• _What the task asks_
All lines of the data shown below should be output exactly as they stand.
• • •
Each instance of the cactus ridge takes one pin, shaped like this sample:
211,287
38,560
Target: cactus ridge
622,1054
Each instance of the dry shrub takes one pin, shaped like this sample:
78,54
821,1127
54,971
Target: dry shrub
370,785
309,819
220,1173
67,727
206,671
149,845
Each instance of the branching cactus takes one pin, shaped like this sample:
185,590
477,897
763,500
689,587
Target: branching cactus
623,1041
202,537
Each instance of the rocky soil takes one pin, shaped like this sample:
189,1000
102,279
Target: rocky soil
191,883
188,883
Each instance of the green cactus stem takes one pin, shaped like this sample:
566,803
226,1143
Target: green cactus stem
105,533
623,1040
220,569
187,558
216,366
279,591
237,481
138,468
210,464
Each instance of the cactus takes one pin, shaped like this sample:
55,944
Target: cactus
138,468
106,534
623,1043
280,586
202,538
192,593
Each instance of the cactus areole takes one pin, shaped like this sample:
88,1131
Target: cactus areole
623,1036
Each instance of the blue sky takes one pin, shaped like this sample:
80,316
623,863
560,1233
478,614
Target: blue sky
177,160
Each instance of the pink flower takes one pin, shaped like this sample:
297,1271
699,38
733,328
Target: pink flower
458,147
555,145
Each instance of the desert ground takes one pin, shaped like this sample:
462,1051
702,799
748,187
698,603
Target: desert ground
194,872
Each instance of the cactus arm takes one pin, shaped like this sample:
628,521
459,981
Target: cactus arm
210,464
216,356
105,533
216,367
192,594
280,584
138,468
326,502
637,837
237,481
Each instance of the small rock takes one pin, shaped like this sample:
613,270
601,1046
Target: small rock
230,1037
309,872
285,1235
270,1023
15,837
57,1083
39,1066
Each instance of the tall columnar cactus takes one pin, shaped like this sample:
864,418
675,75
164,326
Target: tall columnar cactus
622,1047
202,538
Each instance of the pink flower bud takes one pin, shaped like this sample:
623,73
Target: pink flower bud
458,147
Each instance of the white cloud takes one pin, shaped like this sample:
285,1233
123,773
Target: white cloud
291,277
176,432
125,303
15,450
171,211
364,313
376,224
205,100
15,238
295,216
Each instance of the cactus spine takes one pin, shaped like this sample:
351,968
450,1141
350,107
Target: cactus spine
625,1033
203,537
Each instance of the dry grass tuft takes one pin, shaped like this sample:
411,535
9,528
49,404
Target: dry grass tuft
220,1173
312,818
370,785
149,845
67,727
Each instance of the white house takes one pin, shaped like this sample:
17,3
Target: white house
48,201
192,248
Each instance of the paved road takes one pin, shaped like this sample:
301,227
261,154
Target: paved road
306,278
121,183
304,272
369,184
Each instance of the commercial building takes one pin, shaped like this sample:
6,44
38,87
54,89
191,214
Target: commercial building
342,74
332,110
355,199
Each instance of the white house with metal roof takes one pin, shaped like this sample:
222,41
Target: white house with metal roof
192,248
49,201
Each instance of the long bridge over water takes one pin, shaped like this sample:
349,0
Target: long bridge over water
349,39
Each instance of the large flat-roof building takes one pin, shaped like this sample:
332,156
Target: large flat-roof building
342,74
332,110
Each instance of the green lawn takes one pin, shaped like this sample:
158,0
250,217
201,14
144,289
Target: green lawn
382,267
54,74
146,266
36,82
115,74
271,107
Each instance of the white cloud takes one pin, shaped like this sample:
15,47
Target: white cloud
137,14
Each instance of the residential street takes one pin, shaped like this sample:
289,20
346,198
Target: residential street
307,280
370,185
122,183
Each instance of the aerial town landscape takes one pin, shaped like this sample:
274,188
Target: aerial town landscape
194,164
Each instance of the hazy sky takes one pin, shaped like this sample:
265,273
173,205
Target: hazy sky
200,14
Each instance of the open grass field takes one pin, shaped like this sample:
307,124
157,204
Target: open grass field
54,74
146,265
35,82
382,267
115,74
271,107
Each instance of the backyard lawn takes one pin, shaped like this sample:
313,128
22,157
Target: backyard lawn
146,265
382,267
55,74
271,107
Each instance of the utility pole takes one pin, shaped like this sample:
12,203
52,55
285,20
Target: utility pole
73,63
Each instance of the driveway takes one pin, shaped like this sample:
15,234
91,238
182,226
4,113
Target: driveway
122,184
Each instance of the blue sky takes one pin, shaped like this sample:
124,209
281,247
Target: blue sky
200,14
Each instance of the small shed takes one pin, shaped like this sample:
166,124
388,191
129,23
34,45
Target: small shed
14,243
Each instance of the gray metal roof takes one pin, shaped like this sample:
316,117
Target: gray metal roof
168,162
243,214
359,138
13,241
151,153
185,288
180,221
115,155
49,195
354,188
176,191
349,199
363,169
• • •
• _Task output_
Each instance of the cactus ridge takes one pin, shaped like this sample:
211,287
38,560
Target: cactus ridge
622,1054
Each instance of the dry shrub takes one pin, shaped like this sample:
78,54
821,1127
54,971
Target: dry shrub
370,785
309,819
220,1173
67,727
206,671
149,845
Each instance of the branching cactus takes one pin, shaped like this sample:
185,590
477,897
763,500
689,587
Target: branching cactus
623,1041
202,537
Each instance of the rocky soil takes one pin, shaped like this sample:
189,1000
102,279
Target: rocky soil
191,883
188,883
Each instance of the green cactus stem takes one pin, shaped like this sample:
566,803
226,1143
Target: green cactus stem
105,533
623,1040
220,569
187,558
216,366
279,591
237,481
138,468
210,464
Each instance of the cactus takes one pin, shaped like this sample:
55,944
Target: cactus
138,468
106,534
623,1043
280,586
202,538
192,593
Each instance of the cactus areole takes one pin, shaped like this sample:
88,1131
Target: cactus areole
623,1036
Each instance of the blue sky takes one pin, shaped like this sample:
80,316
623,863
560,1233
478,614
Target: blue sky
177,160
Each instance of the pink flower takes one pin, shaped like this sample:
297,1271
699,38
733,328
Target: pink flower
458,147
555,145
Each instance of the desert ground takes one pin, shaped like this sample:
462,1051
702,799
748,187
698,603
Target: desert ground
194,872
Each instance of the cactus arm takes one pin, shaped like this sample:
628,521
459,981
Target: cactus arm
210,464
216,356
105,533
216,367
192,594
280,584
138,468
326,502
637,837
237,481
Each instance of the small rock takes one pin, shaped like this sample:
613,270
601,1046
Target: small rock
230,1037
309,872
285,1235
270,1023
15,837
57,1083
39,1066
Each instance of the tall columnar cactus takes one pin, shaped like this sample:
864,418
675,75
164,326
Target: tall columnar cactus
622,1047
202,538
Each instance of the pink flower bud takes one pin, shaped like this sample:
623,73
Target: pink flower bud
458,147
Each instance of the white cloud takes one pin, shaped like this sample:
285,1233
123,773
Target: white cloud
291,277
176,432
125,303
15,450
171,211
364,313
376,224
205,100
15,238
295,216
Each instance of the cactus spine takes one pin, shaped like this sample:
351,968
450,1141
350,107
Target: cactus spine
625,1033
203,537
Each instance of the dry grass tuft takes one pin, shaped like this sample:
411,535
9,528
49,404
Target: dry grass tuft
220,1173
312,818
370,785
149,845
67,727
Each instance of the white house takes one pin, shaped like this sample:
17,3
Target: white house
48,201
192,248
Each instance of the paved road takes one pin, shaped like this sample:
301,227
261,154
Target: paved road
306,278
121,183
304,272
369,184
Each instance of the commercial building takes one pin, shaped like this sample:
6,44
38,87
54,89
191,214
Target: commercial building
342,74
332,110
355,199
Each instance of the white house with metal roof takes one pin, shaped like this sample:
222,41
Target: white house with metal roof
192,248
49,201
Each instance of the long bridge over water takes one pin, shaped like this sample:
349,0
Target: long bridge over water
349,39
Each instance of the large flat-roof building takes one pin, shaped like this sample:
332,156
Target: large flat-roof building
342,74
332,110
Each instance of the green lawn takes one pin, shaped like this sample:
158,0
250,217
201,14
144,289
Target: green lawn
382,267
54,74
146,266
36,82
115,74
271,107
Each instance of the white cloud takes one pin, shaped like this sample:
15,47
Target: white cloud
137,14
Each instance of the residential street takes one pin, shaped like this sample:
289,20
346,198
Target: residential street
307,280
370,185
122,183
Each instance of the aerial town landscape takes one pin, shaped like this sample:
274,188
Target: aerial town landscape
194,164
Each instance of the hazy sky takes one pin, shaped like this sample:
265,273
173,205
Target: hazy sky
200,14
Each instance of the open grass field takes one pin, shaped like this sample:
307,124
157,204
Target: open grass field
54,74
146,265
35,82
382,267
115,74
271,107
Each instance of the backyard lawn takes one pin, shaped like this sample:
313,128
22,157
Target: backyard lawn
146,265
382,267
55,74
271,107
Each instance of the utility pole takes one pin, shaped like this sample:
12,203
52,55
285,20
Target: utility pole
73,63
Each instance of the driveway takes one pin, shaped like this sample:
15,234
91,238
182,226
4,113
Target: driveway
122,184
Each instance of the blue sky takes one pin, shaped like this sample:
124,209
281,247
Target: blue sky
200,14
Each instance of the small shed takes one pin, shaped like this sample:
166,124
388,191
129,23
34,45
Target: small shed
14,243
Each instance of the gray metal roof takes one pin, shaped like this sample:
316,117
Target: gray metal roof
168,162
243,214
359,138
13,241
151,153
185,288
180,221
115,155
49,195
354,188
176,191
349,199
363,169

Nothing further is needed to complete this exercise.